▶ [PAGE EXTRACT]
######
Harold Pinter

10 October 1930 – 24 December 2008

Photo via Camden New Journal
Photo via Camden New Journal

Pinter's Dramatic Writing has, collectively, a strong coherence, a sense of continuity and evolution, and forms a body of work that invites constant re-evaluation.



Biography

Harold Pinter was born on October 10th, 1930 in his parent's house in Hackney, north London. His parents names were Jack and Francis Pinter. During the war, he and his family left London several times to avoid bomb drops. In 1944 he accepted a spot at Hackney Downs Grammar School, where he met Joe Brearley, an influential figure in his life. In 1947, Pinter was seen and reviewed in the News Chronicle. He had been acting in MacBeth. 1948 was a big year for Pinter.

He was accepted to and attended the Royal Academy of Dramatic Art. Later that year he was chosen by the National Service (akin to the American 'draft') but registered as a conscientious objector. He is eventually brought before a military tribunal and arrested. He dropped out of RADA and read and wrote while he applied for acting jobs.

Pinter's poems were first published in the August edition of Poetry London in 1950. Later that year, he debuted his career as a professional actor in Focus on Football Pools. In 1951 he went back to school, this time at the Central School of Speech and Drama. At the end of spring term, he was hired by Anew McMaster for a Shakespeare tour around Ireland. During that tour he discovered Samuel Beckett, another influential figure. While writing both poetry and novels, he decided to adopt a stage name: David Baron. In 1956 Pinter acted in Bournemouth, where he met his soon-to-be wife, Vivian Merchant.
######
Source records
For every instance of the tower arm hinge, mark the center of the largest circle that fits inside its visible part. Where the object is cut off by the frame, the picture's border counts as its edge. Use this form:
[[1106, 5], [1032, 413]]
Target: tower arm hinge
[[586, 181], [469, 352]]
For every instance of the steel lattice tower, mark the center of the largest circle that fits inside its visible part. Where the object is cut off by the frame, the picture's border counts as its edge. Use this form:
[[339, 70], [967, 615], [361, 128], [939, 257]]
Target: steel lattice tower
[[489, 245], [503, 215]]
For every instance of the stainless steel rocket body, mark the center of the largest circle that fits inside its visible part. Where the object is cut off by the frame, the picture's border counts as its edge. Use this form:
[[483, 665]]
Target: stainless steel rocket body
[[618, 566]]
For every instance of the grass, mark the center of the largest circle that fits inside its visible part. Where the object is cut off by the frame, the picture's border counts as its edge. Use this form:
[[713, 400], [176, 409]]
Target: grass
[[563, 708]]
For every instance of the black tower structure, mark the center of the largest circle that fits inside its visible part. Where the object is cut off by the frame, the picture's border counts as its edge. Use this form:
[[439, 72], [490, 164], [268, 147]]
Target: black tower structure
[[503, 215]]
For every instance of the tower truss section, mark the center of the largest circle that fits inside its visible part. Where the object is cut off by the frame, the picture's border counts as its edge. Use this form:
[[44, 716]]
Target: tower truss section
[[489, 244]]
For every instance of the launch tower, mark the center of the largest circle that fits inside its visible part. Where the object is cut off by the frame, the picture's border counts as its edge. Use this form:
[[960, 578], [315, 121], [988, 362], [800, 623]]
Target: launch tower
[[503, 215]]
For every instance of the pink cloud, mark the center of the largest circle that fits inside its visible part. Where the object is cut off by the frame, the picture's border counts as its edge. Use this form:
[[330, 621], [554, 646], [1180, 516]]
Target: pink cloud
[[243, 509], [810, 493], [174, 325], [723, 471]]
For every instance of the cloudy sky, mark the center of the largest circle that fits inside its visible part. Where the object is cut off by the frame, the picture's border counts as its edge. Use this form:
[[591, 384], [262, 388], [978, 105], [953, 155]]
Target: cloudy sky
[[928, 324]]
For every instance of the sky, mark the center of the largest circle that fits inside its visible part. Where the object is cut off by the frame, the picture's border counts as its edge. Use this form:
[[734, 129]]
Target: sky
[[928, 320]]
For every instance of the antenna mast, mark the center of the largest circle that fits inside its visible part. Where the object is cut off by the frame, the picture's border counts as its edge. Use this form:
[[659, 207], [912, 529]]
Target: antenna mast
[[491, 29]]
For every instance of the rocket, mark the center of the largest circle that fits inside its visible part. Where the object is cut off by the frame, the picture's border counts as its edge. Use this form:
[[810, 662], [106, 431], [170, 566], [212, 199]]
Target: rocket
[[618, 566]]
######
▶ [REQUIRED TASK A]
Translate this sentence from the Harold Pinter biography into Spanish: "In 1951 he went back to school, this time at the Central School of Speech and Drama."
▶ [REQUIRED TASK B]
In the records, from the line containing "For every instance of the antenna" through the end of the records, shift every coordinate in the answers by -116, then write out all of those lines again, requests included.
The text and the records are unrelated to each other.

▶ [CORRECT RESPONSE A]
En 1951 volvió a estudiar, esta vez en la Central School of Speech and Drama.

▶ [CORRECT RESPONSE B]
For every instance of the antenna mast, mark the center of the largest circle that fits inside its visible part. Where the object is cut off by the frame, the picture's border counts as its edge. Use this form:
[[659, 207], [912, 529]]
Target: antenna mast
[[375, -87]]
For every instance of the rocket, mark the center of the largest circle that fits inside its visible part. Where the object is cut off by the frame, the picture's border counts as its edge. Use this form:
[[810, 662], [106, 431], [170, 566], [212, 199]]
Target: rocket
[[502, 450]]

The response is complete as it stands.